### EXERCISE INSTRUCTIONS
Will you quote all of the entries, word for word?

### DATA FOR THIS TASK
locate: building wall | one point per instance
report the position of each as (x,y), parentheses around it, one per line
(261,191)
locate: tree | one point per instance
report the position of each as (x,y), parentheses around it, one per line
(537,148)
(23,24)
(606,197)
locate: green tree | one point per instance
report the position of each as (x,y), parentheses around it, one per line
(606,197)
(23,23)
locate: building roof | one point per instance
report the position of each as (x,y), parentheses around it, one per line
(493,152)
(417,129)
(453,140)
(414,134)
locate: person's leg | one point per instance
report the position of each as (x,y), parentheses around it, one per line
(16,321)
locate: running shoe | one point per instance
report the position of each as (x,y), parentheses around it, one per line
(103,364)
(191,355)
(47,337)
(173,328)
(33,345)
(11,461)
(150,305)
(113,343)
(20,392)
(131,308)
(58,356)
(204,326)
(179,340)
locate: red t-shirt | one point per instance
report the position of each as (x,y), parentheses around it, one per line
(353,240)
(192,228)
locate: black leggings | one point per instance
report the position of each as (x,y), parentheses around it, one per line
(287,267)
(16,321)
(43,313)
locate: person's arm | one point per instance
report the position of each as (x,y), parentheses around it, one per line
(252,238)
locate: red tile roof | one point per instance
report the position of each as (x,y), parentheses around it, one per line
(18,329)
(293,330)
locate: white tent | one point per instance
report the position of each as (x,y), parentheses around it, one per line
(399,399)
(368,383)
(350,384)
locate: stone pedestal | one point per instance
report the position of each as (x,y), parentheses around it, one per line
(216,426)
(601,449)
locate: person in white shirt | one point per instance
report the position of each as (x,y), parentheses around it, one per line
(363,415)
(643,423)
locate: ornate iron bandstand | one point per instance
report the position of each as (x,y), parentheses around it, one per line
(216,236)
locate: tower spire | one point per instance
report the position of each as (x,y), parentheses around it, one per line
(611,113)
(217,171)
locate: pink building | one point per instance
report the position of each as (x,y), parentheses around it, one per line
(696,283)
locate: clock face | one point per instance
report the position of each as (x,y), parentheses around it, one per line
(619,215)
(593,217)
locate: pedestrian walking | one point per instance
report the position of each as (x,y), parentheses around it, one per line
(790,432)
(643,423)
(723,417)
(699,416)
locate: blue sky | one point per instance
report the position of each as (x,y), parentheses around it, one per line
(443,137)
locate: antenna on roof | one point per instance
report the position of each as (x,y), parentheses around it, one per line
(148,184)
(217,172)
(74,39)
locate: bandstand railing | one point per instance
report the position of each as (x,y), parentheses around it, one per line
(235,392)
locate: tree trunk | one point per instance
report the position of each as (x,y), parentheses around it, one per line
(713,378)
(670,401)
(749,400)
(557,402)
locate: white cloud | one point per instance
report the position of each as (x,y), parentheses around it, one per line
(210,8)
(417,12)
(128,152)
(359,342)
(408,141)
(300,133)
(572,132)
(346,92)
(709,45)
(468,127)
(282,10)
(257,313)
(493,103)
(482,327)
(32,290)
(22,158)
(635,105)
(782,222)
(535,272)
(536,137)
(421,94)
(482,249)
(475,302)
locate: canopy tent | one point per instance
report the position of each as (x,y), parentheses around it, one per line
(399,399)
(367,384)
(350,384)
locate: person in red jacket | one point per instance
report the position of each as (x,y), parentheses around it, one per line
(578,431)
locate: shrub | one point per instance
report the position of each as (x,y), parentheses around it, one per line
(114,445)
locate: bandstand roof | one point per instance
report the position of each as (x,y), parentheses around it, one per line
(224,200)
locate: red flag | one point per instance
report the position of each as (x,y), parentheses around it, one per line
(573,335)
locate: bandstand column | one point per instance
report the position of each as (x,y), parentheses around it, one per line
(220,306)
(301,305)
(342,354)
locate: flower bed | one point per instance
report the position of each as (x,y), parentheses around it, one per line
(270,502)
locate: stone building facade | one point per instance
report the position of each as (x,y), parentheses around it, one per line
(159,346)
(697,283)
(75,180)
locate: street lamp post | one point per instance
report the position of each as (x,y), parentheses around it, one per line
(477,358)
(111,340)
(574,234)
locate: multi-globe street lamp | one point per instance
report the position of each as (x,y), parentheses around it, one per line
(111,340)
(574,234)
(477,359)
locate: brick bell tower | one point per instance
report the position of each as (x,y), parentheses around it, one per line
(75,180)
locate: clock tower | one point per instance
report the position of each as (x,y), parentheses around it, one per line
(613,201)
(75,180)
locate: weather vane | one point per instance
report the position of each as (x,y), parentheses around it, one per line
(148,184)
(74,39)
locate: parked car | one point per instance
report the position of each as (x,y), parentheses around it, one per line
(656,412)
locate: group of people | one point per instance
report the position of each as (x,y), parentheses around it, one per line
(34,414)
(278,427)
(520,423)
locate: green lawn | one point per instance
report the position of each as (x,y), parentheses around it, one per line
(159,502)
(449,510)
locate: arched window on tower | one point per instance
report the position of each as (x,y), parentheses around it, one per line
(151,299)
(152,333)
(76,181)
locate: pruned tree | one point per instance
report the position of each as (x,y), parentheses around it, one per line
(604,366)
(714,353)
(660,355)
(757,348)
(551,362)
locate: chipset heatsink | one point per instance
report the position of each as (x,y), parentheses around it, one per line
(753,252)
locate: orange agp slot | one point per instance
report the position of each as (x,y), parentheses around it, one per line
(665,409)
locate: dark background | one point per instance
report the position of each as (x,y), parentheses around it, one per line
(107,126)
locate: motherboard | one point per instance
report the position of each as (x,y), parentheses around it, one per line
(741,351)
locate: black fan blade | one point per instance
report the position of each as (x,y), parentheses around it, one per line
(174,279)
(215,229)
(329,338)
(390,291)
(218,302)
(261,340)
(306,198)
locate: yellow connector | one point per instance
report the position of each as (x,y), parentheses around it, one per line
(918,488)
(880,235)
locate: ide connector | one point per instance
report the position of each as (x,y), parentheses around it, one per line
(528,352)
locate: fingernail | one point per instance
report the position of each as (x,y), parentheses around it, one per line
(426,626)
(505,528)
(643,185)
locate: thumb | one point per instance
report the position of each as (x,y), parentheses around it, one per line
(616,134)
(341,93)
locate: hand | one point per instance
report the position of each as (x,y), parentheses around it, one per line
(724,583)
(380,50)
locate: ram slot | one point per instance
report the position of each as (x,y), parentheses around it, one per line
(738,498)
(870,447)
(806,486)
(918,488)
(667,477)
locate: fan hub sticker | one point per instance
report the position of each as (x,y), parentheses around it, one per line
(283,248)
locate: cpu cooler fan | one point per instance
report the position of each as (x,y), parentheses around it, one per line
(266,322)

### RESPONSE
locate: building wall | one point per instance
report the position of each as (x,y), parentheses around it, one per line
(261,191)
locate: tree | one point per instance
report the position of each as (x,y), parentheses around it, one per line
(537,148)
(23,24)
(606,197)
locate: green tree | one point per instance
report the position of each as (x,y), parentheses around it, one per line
(606,197)
(23,23)
locate: building roof | one point per instance
report the position of each as (x,y), parentheses around it, one per line
(493,152)
(417,129)
(453,140)
(414,134)
locate: person's leg | one point per instance
report the position of each as (x,y), parentheses around it, one per line
(16,321)
locate: running shoe | one point per instance
report the position of each as (x,y), parentheses around it, one per line
(103,364)
(191,355)
(47,337)
(173,328)
(33,345)
(11,461)
(150,305)
(113,343)
(20,392)
(131,308)
(58,356)
(204,326)
(179,340)
locate: red t-shirt | one point per instance
report the position of each as (x,y), parentheses around it, one per line
(353,240)
(192,228)
locate: black leggings | one point per instance
report the position of each as (x,y), parentheses around it, one per line
(287,267)
(16,321)
(43,313)
locate: person's arm | one point per instance
report the position of each as (x,y), parentheses around it, one per line
(252,238)
locate: red tile roof | one point per instance
report the position of each as (x,y), parentheses around it, one per line
(18,329)
(293,330)
locate: white tent | one point per instance
report the position of each as (x,y), parentheses around it, one per line
(399,399)
(368,383)
(350,384)
locate: stone pedestal | one point per instance
report the position of each as (x,y), parentheses around it, one per line
(216,426)
(601,449)
locate: person in white shirt | one point per instance
report the position of each as (x,y), parentheses around it, one per line
(363,415)
(643,423)
locate: ornate iron bandstand | one point per instance
report the position of each as (x,y), parentheses around it, one per line
(216,236)
locate: tower spire | one point per instance
report the position of each as (x,y), parentheses around it, one per line
(611,113)
(217,171)
locate: pink building | one point per instance
report the position of each as (x,y), parentheses around it, one per line
(696,283)
locate: clock face | one point per instance
report the position of each as (x,y), parentheses around it, one per line
(619,215)
(593,217)
locate: pedestrian walking | one point per instance
report the position of each as (x,y), parentheses around it, one per line
(790,432)
(643,423)
(723,417)
(699,416)
locate: blue sky | one point per instance
report the position of each as (x,y), parentheses around it, one per line
(443,137)
locate: antenna on roof | one point per instance
report the position of each as (x,y), parentheses around it, one per line
(148,184)
(217,172)
(74,39)
locate: bandstand railing | one point per instance
report the position of each as (x,y), parentheses around it, one per line
(235,392)
locate: tree trunk | one point per instance
report the position of each as (x,y), parentheses around it, one per line
(713,378)
(670,401)
(749,400)
(557,402)
locate: white cloud | one point per instance
report the position of each as (x,y), parentheses around it, one per line
(210,8)
(417,12)
(128,152)
(359,342)
(408,141)
(300,133)
(572,132)
(346,92)
(709,45)
(468,127)
(282,10)
(257,313)
(493,103)
(482,327)
(32,290)
(22,158)
(635,105)
(782,222)
(535,272)
(536,137)
(421,94)
(482,249)
(475,302)
locate: canopy tent | one point per instance
report the position of each as (x,y), parentheses around it, one per line
(399,399)
(367,384)
(350,384)
locate: person in red jacket | one point per instance
report the position of each as (x,y), parentheses around it, one per line
(578,431)
locate: shrub | one point per instance
report the position of each as (x,y), parentheses around it, one per line
(114,445)
locate: bandstand roof | one point per instance
report the position of each as (x,y), parentheses around it, one per line
(224,200)
locate: red flag | one point per instance
report the position of each as (x,y), parentheses around it, one per line
(573,335)
locate: bandstand column | one point per instance
report the position of each as (x,y), parentheses around it, one per line
(220,306)
(301,305)
(342,354)
locate: flower bed | one point per instance
report the position of each as (x,y), parentheses around it, one per line
(270,502)
locate: stone building facade | one point per instance
report the position of each as (x,y), parentheses around it, one per line
(159,346)
(697,283)
(75,180)
locate: street lamp post | one point per instance
report the position of each as (x,y), parentheses around it, one per line
(477,358)
(111,340)
(574,234)
locate: multi-globe street lamp | one point per instance
report the position of each as (x,y), parentheses around it, one per line
(111,340)
(574,234)
(477,359)
locate: brick bell tower | one point per instance
report the position of each as (x,y), parentheses around it, one per line
(75,180)
locate: clock tower | one point per instance
report the position of each as (x,y), parentheses around it, one per line
(613,201)
(75,180)
locate: weather vane | one point per instance
report the position of each as (x,y), parentheses around it, one per line
(148,184)
(74,39)
locate: parked car | one point per instance
report the position of each as (x,y), parentheses around it, one per line
(656,412)
locate: group of people | one point per instance
report the position of each as (x,y), parentheses around it, one per line
(34,414)
(278,427)
(520,423)
locate: green lawn | one point per instance
report the position of each as (x,y), parentheses around it, one per line
(159,502)
(449,510)
locate: arched window on tower | one point per instance
report the position of each as (x,y), parentheses around it, one per line
(151,299)
(152,333)
(76,181)
locate: pruned tree | one point per instance
report the position of each as (x,y), parentheses around it, one per line
(604,366)
(714,353)
(660,355)
(757,348)
(551,362)
locate: chipset heatsink | one point per instance
report the position of each as (x,y), parentheses around it, one per line
(753,252)
locate: orange agp slot | one point per instance
report the position of each as (x,y), parentheses around it, one per line
(665,409)
locate: dark background | one point per instance
report the position of each as (x,y), parentheses around it, one per line
(107,126)
locate: motherboard | one point per instance
report the position of each as (x,y), parentheses around it, one per line
(741,351)
locate: black fan blade | one point per instance
report the position of each as (x,y), parentheses around it, one per line
(174,279)
(215,229)
(329,338)
(390,291)
(218,302)
(261,340)
(306,198)
locate: yellow connector | one point per instance
report the position of each as (x,y), parentheses around it, one per line
(918,488)
(880,235)
locate: ide connector | one point per instance
report the position of each as (x,y), parentheses around it, one per line
(528,352)
locate: fingernail | one point per instance
report the position of each as (x,y), parentheses around it, one per line
(426,626)
(505,528)
(643,185)
locate: thumb | one point per instance
report the position of each as (x,y), parentheses around it, one per line
(616,134)
(341,93)
locate: hand | one point per instance
report the position of each as (x,y), parentheses around it, one per line
(724,583)
(380,50)
locate: ram slot | one point per instance
report the position of each as (x,y), parentheses around it, one per line
(738,498)
(870,447)
(806,486)
(918,488)
(667,477)
locate: fan hub sticker | one point per instance
report the position of each as (x,y), parentheses around it, one per line
(283,248)
locate: cpu cooler fan | one point per instance
report the position of each as (x,y), parentheses around it, one per line
(266,322)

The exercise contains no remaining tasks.